* WORK TO BE COMPLETED: Please reproduce every entry below without omitting a single line.

* PROVIDED DATA:
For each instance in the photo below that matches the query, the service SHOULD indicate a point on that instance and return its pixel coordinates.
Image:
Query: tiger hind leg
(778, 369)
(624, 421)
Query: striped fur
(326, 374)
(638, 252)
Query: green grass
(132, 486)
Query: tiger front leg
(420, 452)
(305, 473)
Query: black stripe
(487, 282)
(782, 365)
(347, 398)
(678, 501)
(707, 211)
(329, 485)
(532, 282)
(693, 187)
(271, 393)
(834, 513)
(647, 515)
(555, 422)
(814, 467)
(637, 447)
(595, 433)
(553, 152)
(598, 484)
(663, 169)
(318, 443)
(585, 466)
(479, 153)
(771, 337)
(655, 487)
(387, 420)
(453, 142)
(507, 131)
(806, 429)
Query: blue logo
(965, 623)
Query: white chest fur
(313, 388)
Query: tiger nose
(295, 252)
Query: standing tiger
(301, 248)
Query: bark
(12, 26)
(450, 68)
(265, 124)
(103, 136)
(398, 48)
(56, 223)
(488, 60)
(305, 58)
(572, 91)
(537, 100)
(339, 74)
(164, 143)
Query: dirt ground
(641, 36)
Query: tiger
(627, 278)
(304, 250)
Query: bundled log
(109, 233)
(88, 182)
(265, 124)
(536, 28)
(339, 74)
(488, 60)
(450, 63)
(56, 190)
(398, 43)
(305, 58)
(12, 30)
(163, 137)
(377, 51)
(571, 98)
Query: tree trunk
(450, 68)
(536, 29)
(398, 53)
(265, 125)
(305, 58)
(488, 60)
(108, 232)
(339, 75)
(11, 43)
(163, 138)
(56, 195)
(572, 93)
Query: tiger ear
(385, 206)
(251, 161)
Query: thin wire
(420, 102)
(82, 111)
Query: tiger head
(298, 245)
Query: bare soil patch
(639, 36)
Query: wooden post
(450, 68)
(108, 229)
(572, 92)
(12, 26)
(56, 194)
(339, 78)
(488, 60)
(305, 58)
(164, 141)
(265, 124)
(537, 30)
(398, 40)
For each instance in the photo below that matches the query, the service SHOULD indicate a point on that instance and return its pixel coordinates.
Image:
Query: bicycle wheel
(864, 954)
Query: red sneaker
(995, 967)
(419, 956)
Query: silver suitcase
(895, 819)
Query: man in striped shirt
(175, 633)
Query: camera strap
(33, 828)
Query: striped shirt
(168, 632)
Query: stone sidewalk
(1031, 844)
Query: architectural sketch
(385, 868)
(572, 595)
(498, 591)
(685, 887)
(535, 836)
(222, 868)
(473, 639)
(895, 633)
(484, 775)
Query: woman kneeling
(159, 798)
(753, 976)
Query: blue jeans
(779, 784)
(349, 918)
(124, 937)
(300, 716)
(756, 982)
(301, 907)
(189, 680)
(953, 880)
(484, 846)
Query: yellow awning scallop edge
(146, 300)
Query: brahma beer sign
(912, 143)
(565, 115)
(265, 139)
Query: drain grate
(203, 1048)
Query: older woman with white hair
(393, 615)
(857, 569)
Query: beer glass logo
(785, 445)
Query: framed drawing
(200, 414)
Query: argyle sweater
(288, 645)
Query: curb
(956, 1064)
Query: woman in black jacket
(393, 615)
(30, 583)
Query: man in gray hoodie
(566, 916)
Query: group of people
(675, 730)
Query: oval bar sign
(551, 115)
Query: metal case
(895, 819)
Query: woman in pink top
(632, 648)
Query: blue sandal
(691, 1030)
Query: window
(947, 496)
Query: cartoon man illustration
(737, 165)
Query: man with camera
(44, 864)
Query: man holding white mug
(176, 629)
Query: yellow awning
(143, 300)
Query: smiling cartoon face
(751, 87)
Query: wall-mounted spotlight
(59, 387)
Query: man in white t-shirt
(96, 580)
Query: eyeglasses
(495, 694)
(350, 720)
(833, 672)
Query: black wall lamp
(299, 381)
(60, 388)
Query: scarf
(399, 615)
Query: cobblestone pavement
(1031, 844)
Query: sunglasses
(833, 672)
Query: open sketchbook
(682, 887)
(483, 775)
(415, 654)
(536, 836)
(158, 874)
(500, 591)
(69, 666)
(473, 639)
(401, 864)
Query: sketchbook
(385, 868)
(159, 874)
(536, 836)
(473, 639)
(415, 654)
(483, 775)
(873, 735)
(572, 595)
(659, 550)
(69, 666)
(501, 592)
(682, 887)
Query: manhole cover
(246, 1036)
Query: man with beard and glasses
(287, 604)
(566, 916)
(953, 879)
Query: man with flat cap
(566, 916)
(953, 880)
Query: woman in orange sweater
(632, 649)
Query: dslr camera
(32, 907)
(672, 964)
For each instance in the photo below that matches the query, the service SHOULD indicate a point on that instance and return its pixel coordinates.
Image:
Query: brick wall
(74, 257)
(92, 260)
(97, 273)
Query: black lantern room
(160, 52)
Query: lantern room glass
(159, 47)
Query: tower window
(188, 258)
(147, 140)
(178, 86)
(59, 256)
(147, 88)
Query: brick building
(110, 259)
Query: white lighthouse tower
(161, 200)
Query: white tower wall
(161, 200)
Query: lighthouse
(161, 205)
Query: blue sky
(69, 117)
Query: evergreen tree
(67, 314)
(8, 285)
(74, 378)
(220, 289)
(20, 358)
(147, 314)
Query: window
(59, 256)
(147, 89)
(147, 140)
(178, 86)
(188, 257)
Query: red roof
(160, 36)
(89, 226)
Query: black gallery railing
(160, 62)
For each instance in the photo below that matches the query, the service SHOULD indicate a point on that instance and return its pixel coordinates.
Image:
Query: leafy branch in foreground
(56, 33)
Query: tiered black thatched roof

* SOLUTION TO THIS TASK:
For each instance in the photo below that matches the query, the service SHOULD indicate a point on that instance and return its pixel coordinates.
Image:
Query: tiger hind leg
(778, 369)
(624, 421)
Query: striped fur
(326, 374)
(638, 252)
Query: green grass
(132, 486)
Query: tiger front leg
(420, 452)
(305, 473)
Query: black stripe
(487, 282)
(782, 365)
(347, 398)
(678, 501)
(707, 211)
(329, 485)
(532, 282)
(693, 187)
(271, 393)
(834, 513)
(647, 515)
(555, 422)
(814, 467)
(637, 447)
(595, 433)
(553, 152)
(598, 484)
(663, 169)
(318, 443)
(585, 466)
(479, 153)
(771, 337)
(655, 487)
(387, 420)
(453, 142)
(507, 131)
(806, 429)
Query: blue logo
(965, 623)
Query: white chest fur
(313, 388)
Query: tiger nose
(295, 252)
Query: standing tiger
(301, 248)
Query: bark
(12, 26)
(450, 68)
(265, 124)
(103, 136)
(398, 48)
(56, 223)
(488, 60)
(305, 58)
(572, 91)
(537, 100)
(339, 74)
(164, 143)
Query: dirt ground
(641, 36)
Query: tiger
(627, 278)
(304, 250)
Query: bundled log
(109, 233)
(88, 182)
(265, 124)
(536, 28)
(339, 74)
(488, 60)
(450, 63)
(56, 190)
(398, 43)
(305, 58)
(12, 30)
(163, 137)
(377, 51)
(571, 98)
Query: tree trunk
(450, 68)
(536, 29)
(398, 53)
(265, 125)
(305, 58)
(488, 60)
(108, 232)
(339, 75)
(11, 43)
(163, 138)
(56, 195)
(572, 93)
Query: tiger ear
(385, 206)
(251, 161)
Query: thin wire
(420, 102)
(82, 111)
Query: tiger head
(298, 245)
Query: bare soil patch
(639, 36)
Query: wooden post
(450, 68)
(108, 229)
(572, 92)
(12, 26)
(56, 194)
(339, 78)
(488, 60)
(305, 58)
(164, 141)
(265, 124)
(537, 30)
(398, 40)
For each instance in the photo below that matches the query, the service SHOULD indicate a point on that instance and return its pixel coordinates.
Image:
Query: bicycle wheel
(864, 954)
Query: red sneaker
(995, 967)
(419, 956)
Query: silver suitcase
(895, 819)
Query: man in striped shirt
(175, 633)
Query: camera strap
(33, 828)
Query: striped shirt
(168, 632)
Query: stone sidewalk
(1031, 844)
Query: architectural sketch
(385, 868)
(572, 595)
(498, 591)
(685, 887)
(535, 836)
(222, 868)
(473, 639)
(895, 633)
(484, 775)
Query: woman kneeling
(159, 798)
(753, 976)
Query: blue jeans
(779, 784)
(349, 918)
(124, 937)
(300, 716)
(756, 982)
(301, 907)
(189, 680)
(953, 880)
(484, 846)
Query: yellow awning scallop edge
(146, 300)
Query: brahma beer sign
(912, 143)
(565, 115)
(265, 139)
Query: drain grate
(203, 1048)
Query: older woman with white hair
(393, 615)
(857, 569)
Query: beer glass logo
(785, 445)
Query: framed drawing
(200, 414)
Query: argyle sweater
(288, 645)
Query: curb
(956, 1064)
Query: woman in black jacket
(393, 615)
(30, 583)
Query: man in gray hoodie
(566, 916)
Query: group of people
(675, 730)
Query: oval bar sign
(551, 115)
Query: metal case
(895, 819)
Query: woman in pink top
(632, 648)
Query: blue sandal
(691, 1030)
Query: window
(947, 496)
Query: cartoon man illustration
(737, 165)
Query: man with camera
(44, 864)
Query: man holding white mug
(176, 629)
Query: yellow awning
(143, 300)
Query: smiling cartoon face
(751, 87)
Query: wall-mounted spotlight
(59, 387)
Query: man in white t-shirt
(96, 580)
Query: eyeglasses
(495, 694)
(350, 720)
(833, 672)
Query: black wall lamp
(299, 381)
(60, 388)
Query: scarf
(399, 615)
Query: cobblestone pavement
(1031, 844)
Query: sunglasses
(833, 672)
Query: open sketchbook
(682, 887)
(483, 775)
(415, 654)
(536, 836)
(158, 874)
(500, 591)
(69, 666)
(473, 639)
(401, 864)
Query: sketchbook
(385, 868)
(159, 874)
(536, 836)
(473, 639)
(415, 654)
(483, 775)
(873, 735)
(572, 595)
(659, 550)
(69, 666)
(501, 592)
(682, 887)
Query: manhole cover
(246, 1036)
Query: man with beard and glasses
(287, 604)
(566, 916)
(953, 879)
Query: man with flat cap
(566, 916)
(953, 880)
Query: woman in orange sweater
(632, 649)
Query: dslr camera
(32, 907)
(672, 964)
For each instance in the photo below that matches the query, the service SHOULD indicate a point on that instance and return its pixel coordinates.
Image:
Query: brick wall
(74, 257)
(92, 260)
(97, 273)
Query: black lantern room
(160, 52)
Query: lantern room glass
(159, 47)
Query: tower window
(188, 258)
(147, 140)
(178, 86)
(59, 256)
(147, 88)
Query: brick building
(110, 259)
Query: white lighthouse tower
(161, 200)
Query: white tower wall
(161, 200)
Query: lighthouse
(161, 205)
Query: blue sky
(69, 117)
Query: evergreen tree
(67, 314)
(8, 285)
(74, 378)
(220, 289)
(20, 358)
(147, 314)
Query: window
(59, 256)
(147, 89)
(147, 140)
(178, 86)
(188, 257)
Query: red roof
(160, 36)
(89, 226)
Query: black gallery railing
(160, 62)
For each instance in the photo below that matches the query, the service SHOULD indicate a point on that instance and return its pixel coordinates.
Image:
Query: leafy branch in foreground
(56, 33)
Query: tiered black thatched roof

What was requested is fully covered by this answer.